___ SELECTED TEXT ___

Memorial Day

May 26, 2009

By Jacob Quinn Sanders
Arkansas Democrat-Gazette

The responsibility for all 22,203 American flags — one each for every grave in the Little Rock National Cemetery — belonged to two men clad in muddy work boots and jumpsuits with their first names stenciled on the breast.

Charlie Phillips and Anthony Hood were the only two cemetery caretakers working on Memorial Day. The wind would blow flags down into the mud and they would set them back up or replace them. If someone needed to find a grave in the 31.7-acre cemetery, they’d show the way.

Phillips and Hood make between $13 and $14 an hour for this work. Both are veterans.

Phillips, 57, said he served in the Navy during what he called the “Vietnam era.” He’s worked at the cemetery since 2003.

Hood is 49, an Army veteran of Desert Storm, and has worked there for a month and a half.

“I just feel like this was my destiny, man,” Hood said. “Like I was supposed to come here, supposed to have this job. I’m very blessed.”

Hood was one of 500 people who lost jobs when Target Corp. closed its massive distribution center in Maumelle at the beginning of April. He heard about the job from a friend in the service.

“I thought they’d have me just come out here to cut grass,” he said. “But we don’t cut grass. We have a contractor for that.”

Phillips arrived after getting transferred from another federal job at the John L. McClellan Veterans Memorial Hospital in Little Rock. With a gold tooth and an easy manner, he’s worked at the cemetery long enough to point visitors to the right place from memory.

“Section 14?” he said to one visitor Monday morning. “You’re in Section 14. But you’re at about No. 500 or No. 700. You need No. 1760; that’s going to be up the hill right there.”

Hood just shook his head.

“Charlie has a whole map of this place in his head,” he said. “He can find anything and anybody.”

Caretakers at the Little Rock National Cemetery open and close graves before and after burial, carry urns and sometimes caskets, and place and clean headstones. Most of the graves are chronological from the date of death.

The cemetery is closed to new graves, Director Deborah Kendrick said, but will inter family members in plots either already assigned or on top of relatives in existing graves.

Jobs at the cemetery get posted first to veterans groups.

“We have a strong preference for veterans in those positions,” she said.

___ SOURCE DATA ___

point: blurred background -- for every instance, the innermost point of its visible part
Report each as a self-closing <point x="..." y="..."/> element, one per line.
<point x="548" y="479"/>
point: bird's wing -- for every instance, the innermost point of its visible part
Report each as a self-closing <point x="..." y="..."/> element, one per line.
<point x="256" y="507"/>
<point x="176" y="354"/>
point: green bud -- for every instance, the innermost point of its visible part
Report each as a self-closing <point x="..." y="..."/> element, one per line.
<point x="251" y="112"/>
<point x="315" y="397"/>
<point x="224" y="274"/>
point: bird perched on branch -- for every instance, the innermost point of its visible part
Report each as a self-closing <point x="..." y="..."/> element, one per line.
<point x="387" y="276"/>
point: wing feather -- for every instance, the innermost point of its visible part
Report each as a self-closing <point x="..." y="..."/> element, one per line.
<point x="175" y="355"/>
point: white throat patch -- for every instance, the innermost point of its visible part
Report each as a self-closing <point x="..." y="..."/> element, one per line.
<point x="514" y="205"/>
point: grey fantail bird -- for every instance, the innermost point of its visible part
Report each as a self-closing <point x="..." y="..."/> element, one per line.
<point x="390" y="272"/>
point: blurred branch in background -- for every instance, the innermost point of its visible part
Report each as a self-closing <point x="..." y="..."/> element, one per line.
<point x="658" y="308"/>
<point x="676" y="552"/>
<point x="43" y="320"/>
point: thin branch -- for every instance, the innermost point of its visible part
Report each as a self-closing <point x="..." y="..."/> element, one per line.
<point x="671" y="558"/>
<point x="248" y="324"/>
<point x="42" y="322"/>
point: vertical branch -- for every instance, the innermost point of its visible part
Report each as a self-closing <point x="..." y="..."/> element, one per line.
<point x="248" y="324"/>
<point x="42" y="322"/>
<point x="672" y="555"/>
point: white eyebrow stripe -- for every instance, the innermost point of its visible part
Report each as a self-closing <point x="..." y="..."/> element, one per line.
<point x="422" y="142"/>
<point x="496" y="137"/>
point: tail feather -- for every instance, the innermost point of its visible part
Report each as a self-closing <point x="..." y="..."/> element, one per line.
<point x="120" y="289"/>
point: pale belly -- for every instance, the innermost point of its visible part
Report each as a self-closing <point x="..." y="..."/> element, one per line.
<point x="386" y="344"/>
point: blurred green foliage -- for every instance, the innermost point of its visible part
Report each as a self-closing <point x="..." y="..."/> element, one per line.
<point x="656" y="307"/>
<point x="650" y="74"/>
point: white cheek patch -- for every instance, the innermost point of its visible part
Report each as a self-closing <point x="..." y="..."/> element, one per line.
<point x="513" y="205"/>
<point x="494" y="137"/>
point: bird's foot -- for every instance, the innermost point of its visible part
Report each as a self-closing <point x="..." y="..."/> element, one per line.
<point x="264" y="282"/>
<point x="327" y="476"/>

___

-- TASK DETAILS --
In the Memorial Day article, where did Phillips work before he was transferred to the cemetery?

-- SOLVED EXERCISE --
He worked at the John L. McClellan Veterans Memorial Hospital in Little Rock.